= ZIEL 1 =
Ordne die Einträge, beginnend mit der Zeile, die „on the stone" enthält, und endend mit dem letzten Eintrag, als nummerierte Liste an. Beide Enden gehören dazu, Leerzeilen entfallen.

Grundsicherung für Arbeitsuchende - Einkommensberücksichtigung und -berechnung - Zufluss der Arbeitsentgeltzahlung für mehrere Monate in einem Monat - Mehrfachabsetzung des Grundfreibetrags und des Erwerbstätigenfreibetrages


Leitsatz

Fließt einem Leistungsberechtigten mit nur einem Beschäftigungsverhältnis innerhalb eines Monats in mehreren Monaten erarbeitetes Arbeitsentgelt zu, so ist auch das weitere Einkommen um den Grundfreibetrag für jeden dieser Monate gesondert zu bereinigen.

Tenor

Auf die Revision der Klägerin werden das Urteil des [X.] vom 27. März 2013 und der Gerichtsbescheid des [X.] vom 2. August 2011 aufgehoben.

Der Bescheid des Beklagten vom 3. März 2011 in der Gestalt des Widerspruchsbescheids vom 14. April 2011 wird aufgehoben, soweit der Aufhebungs- und Erstattungsbetrag 26,40 Euro übersteigt.

Der Beklagte trägt die außergerichtlichen Kosten der Klägerin in allen Rechtszügen.

Tatbestand

1

Streitig sind die teilweise Aufhebung der Bewilligung von Leistungen zur Sicherung des Lebensunterhalts nach dem [X.] ([X.]) für Januar 2011 und eine entsprechende Erstattungsforderung wegen der Höhe von [X.] bei "doppeltem" Zufluss von Arbeitsentgelt.

= EINTRÄGE =
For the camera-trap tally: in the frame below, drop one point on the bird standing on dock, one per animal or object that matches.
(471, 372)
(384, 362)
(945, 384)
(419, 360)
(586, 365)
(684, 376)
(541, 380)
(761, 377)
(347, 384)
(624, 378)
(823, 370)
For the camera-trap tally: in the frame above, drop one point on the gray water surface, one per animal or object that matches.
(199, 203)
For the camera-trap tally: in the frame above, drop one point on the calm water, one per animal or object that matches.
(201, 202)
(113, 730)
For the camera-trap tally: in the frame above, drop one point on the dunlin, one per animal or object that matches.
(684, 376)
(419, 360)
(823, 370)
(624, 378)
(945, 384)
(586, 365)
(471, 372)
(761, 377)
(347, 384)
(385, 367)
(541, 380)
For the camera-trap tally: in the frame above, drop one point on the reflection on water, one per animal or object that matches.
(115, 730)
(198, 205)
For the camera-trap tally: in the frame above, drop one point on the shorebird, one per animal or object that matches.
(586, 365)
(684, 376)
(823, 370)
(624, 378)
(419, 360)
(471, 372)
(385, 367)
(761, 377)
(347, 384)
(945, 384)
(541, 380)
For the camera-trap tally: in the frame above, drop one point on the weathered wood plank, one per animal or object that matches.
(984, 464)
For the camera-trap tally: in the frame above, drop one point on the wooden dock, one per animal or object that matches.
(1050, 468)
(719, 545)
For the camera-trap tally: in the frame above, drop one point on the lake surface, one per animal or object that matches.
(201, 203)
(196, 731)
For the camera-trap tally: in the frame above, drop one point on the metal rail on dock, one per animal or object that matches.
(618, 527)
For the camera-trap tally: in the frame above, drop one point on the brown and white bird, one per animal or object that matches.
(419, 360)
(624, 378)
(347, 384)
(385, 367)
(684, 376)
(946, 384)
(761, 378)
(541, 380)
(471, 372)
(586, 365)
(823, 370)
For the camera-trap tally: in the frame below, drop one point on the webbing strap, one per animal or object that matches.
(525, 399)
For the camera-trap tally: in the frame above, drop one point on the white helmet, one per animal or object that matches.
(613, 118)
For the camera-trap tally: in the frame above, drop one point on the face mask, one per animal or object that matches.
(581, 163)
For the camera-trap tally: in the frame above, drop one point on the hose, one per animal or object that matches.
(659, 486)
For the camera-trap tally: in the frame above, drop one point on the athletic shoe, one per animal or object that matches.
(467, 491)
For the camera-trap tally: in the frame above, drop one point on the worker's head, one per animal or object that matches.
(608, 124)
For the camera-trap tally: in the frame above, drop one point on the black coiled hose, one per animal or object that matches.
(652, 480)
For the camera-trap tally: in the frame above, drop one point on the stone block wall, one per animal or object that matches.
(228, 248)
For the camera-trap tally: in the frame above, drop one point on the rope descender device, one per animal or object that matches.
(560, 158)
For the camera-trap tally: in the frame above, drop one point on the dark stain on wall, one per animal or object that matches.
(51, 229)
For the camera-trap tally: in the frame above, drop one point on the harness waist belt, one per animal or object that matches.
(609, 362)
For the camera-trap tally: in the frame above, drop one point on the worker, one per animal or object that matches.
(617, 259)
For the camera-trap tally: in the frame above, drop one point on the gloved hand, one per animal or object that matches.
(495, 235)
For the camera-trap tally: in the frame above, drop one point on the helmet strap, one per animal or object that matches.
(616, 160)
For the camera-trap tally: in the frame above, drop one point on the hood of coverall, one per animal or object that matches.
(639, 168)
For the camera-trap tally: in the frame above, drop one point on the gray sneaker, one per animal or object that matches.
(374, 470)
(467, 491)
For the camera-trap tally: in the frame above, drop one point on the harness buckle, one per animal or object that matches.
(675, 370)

= ZIEL 2 =
Schreibe den Textauszug beginnend bei „Grundsicherung für Arbeitsuchende" und endend bei „August 2011 aufgehoben." neu und setze dabei „Berufung" an die Stelle von „Revision".

= LÖSUNG 1 =
1. For the camera-trap tally: in the frame above, drop one point on the stone block wall, one per animal or object that matches.
2. (228, 248)
3. For the camera-trap tally: in the frame above, drop one point on the rope descender device, one per animal or object that matches.
4. (560, 158)
5. For the camera-trap tally: in the frame above, drop one point on the dark stain on wall, one per animal or object that matches.
6. (51, 229)
7. For the camera-trap tally: in the frame above, drop one point on the harness waist belt, one per animal or object that matches.
8. (609, 362)
9. For the camera-trap tally: in the frame above, drop one point on the worker, one per animal or object that matches.
10. (617, 259)
11. For the camera-trap tally: in the frame above, drop one point on the gloved hand, one per animal or object that matches.
12. (495, 235)
13. For the camera-trap tally: in the frame above, drop one point on the helmet strap, one per animal or object that matches.
14. (616, 160)
15. For the camera-trap tally: in the frame above, drop one point on the hood of coverall, one per animal or object that matches.
16. (639, 168)
17. For the camera-trap tally: in the frame above, drop one point on the gray sneaker, one per animal or object that matches.
18. (374, 470)
19. (467, 491)
20. For the camera-trap tally: in the frame above, drop one point on the harness buckle, one per animal or object that matches.
21. (675, 370)

= LÖSUNG 2 =
Grundsicherung für Arbeitsuchende - Einkommensberücksichtigung und -berechnung - Zufluss der Arbeitsentgeltzahlung für mehrere Monate in einem Monat - Mehrfachabsetzung des Grundfreibetrags und des Erwerbstätigenfreibetrages


Leitsatz

Fließt einem Leistungsberechtigten mit nur einem Beschäftigungsverhältnis innerhalb eines Monats in mehreren Monaten erarbeitetes Arbeitsentgelt zu, so ist auch das weitere Einkommen um den Grundfreibetrag für jeden dieser Monate gesondert zu bereinigen.

Tenor

Auf die Berufung der Klägerin werden das Urteil des [X.] vom 27. März 2013 und der Gerichtsbescheid des [X.] vom 2. August 2011 aufgehoben.